Brazil's Evangelical Surge Threatens Survival Of Native Afro-Brazilian Faith

Followers of the Afro-Brazilian Umbanda religion in four traditional communities in the country’s northeast are resisting pressure to convert to evangelical Christianity.

image of Abel José, an Umbanda priest

Abel José, an Umbanda priest

Agencia Publica
Géssica Amorim

Among a host of images of saints and Afro-Brazilian divinities known as orixás, Abel José, 42, an Umbanda priest, lights some candles, picks up his protective beads and adjusts the straw hat that sits atop his head. He is preparing to treat four people from neighboring villages who have come to his house in search of spiritual help and treatment for health ailments.

The meeting takes place discreetly, in a small room that has been built in the back of the garage of his house. Abel lives in the quilombo of Sítio Bredos, home to 135 families. The community, located in the municipality of Betânia of Brazil’s northeastern state of Pernambuco, is one of the municipality’s four remaining communities that have been certified as quilombos, the word used to refer to communities formed in the colonial era by enslaved Africans and/or their descendents.

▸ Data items
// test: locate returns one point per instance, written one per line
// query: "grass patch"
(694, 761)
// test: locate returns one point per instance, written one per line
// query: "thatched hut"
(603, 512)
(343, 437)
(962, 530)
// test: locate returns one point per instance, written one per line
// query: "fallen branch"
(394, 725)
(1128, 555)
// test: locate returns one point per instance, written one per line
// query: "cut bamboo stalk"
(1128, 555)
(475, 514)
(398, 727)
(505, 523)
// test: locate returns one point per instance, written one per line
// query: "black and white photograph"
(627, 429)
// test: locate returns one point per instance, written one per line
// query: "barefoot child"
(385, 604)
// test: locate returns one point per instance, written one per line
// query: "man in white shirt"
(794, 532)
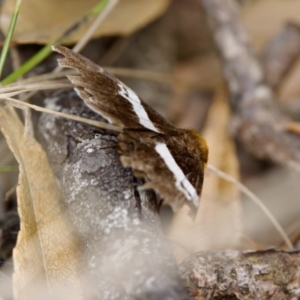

▸ Problem 1
Answer these questions from the Umbanda article:
(a) How old is Abel José?
(b) How many families live in Sítio Bredos?
(c) In which state is the municipality of Betânia?
▸ Problem 2
Echo the Umbanda article's text between "Among a host" and "for health ailments.", inclusive.
▸ Problem 3
Give what follows the last sentence of the Umbanda article.
The listing has no connection to the Umbanda article.

▸ Output 1
(a) 42
(b) 135
(c) Pernambuco

▸ Output 2
Among a host of images of saints and Afro-Brazilian divinities known as orixás, Abel José, 42, an Umbanda priest, lights some candles, picks up his protective beads and adjusts the straw hat that sits atop his head. He is preparing to treat four people from neighboring villages who have come to his house in search of spiritual help and treatment for health ailments.

▸ Output 3
In these villages there are almost no residents who still follow traditional Afro-Brazilian religions. Abel, Seu Joaquim Firmo and Dona Maura Maria da Silva are the sole remaining followers of Umbanda in the communities in which they live. A wave of evangelical missionary activity has taken hold of Betânia’s quilombos ever since the first evangelical church belonging to the Assembleia de Deus group was built in the quilombo of Bredos around 20 years ago. Since then, other evangelical, pentecostal, and neo-pentecostal churches and congregations have established themselves in the area. Today there are now nine temples spread among the four communities, home to roughly 900 families.

The temples belong to the Assembleia de Deus, the Seventh-day Adventist Church, and the World Church of God's Power, the latter of which has over 6,000 temples spread across Brazil and was founded by the apostle and televangelist Valdemiro Santiago, who became infamous during the pandemic for trying to sell beans that he had blessed as a Covid-19 cure. Assembleia de Deus alone, who are the largest pentecostal denomination in the world, have built five churches in Betânia’s quilombos.